DATASET EXCERPTS.
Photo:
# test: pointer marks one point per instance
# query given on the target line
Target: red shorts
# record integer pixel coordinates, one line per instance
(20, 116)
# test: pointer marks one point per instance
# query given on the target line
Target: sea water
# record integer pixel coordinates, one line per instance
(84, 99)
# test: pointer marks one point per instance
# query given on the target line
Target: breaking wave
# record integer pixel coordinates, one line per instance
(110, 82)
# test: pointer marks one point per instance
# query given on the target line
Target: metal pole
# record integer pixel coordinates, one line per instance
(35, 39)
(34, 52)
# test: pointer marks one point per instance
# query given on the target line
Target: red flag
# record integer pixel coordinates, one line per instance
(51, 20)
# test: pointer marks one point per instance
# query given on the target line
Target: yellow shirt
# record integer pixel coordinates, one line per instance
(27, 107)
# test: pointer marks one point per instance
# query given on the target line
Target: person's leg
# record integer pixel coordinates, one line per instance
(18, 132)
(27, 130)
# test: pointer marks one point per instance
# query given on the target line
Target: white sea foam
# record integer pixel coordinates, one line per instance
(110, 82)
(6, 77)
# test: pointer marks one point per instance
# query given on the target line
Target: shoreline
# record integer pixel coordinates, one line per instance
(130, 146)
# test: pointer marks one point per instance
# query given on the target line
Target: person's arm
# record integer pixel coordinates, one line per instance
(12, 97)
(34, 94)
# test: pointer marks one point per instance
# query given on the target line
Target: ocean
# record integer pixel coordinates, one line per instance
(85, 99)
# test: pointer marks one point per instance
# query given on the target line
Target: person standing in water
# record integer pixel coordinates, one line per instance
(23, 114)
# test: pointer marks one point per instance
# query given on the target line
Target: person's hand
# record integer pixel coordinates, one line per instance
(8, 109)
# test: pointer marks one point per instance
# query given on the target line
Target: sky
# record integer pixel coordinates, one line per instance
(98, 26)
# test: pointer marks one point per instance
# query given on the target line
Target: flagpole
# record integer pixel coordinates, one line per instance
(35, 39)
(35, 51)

WHAT THE EXERCISE ASKS. Would you give the material above again, complete and exact?

ANSWER BELOW.
Photo:
# test: pointer marks one point per instance
# query given on the target line
Target: red shorts
# record integer pixel coordinates, one line per instance
(20, 116)
# test: pointer marks one point per instance
# query given on the target line
Target: sea water
# record integer pixel coordinates, one line per instance
(84, 99)
# test: pointer marks one point per instance
# query given on the target line
Target: breaking wave
# record integer pixel coordinates, one line per instance
(110, 82)
# test: pointer marks one point per instance
# query given on the target line
Target: metal pole
# record integer pixel coordinates, one line per instance
(35, 39)
(34, 52)
# test: pointer marks one point per instance
# query given on the target line
Target: red flag
# record integer pixel coordinates, one line per instance
(51, 20)
# test: pointer marks one point per instance
# query given on the target line
Target: yellow shirt
# record integer pixel coordinates, one line per instance
(27, 107)
# test: pointer marks one point per instance
# query given on the target line
Target: person's leg
# record integer pixel coordinates, one line per instance
(18, 132)
(27, 130)
# test: pointer marks one point per instance
# query given on the target line
Target: white sea foam
# record integer pixel coordinates, one line per instance
(110, 82)
(6, 77)
# test: pointer marks one point per instance
# query given on the target line
Target: shoreline
# record integer pixel coordinates, one line per instance
(130, 146)
# test: pointer marks one point per instance
# query given on the target line
Target: person's arm
# record integer pixel coordinates, one line per instance
(12, 97)
(34, 94)
# test: pointer marks one point per instance
# query given on the target line
Target: ocean
# record integer pixel coordinates, one line per instance
(85, 99)
# test: pointer marks one point per instance
# query given on the target line
Target: person standing in water
# record integer pixel coordinates, one line per instance
(23, 114)
# test: pointer marks one point per instance
# query given on the target line
Target: person's hand
# record integer pixel coordinates, one line per instance
(8, 109)
# test: pointer marks one point per instance
# query given on the target line
Target: sky
# record integer pixel coordinates, one line per instance
(98, 26)
# test: pointer marks one point per instance
# query given on the target line
Target: flagpole
# record integer pixel coordinates, one line per instance
(35, 39)
(35, 51)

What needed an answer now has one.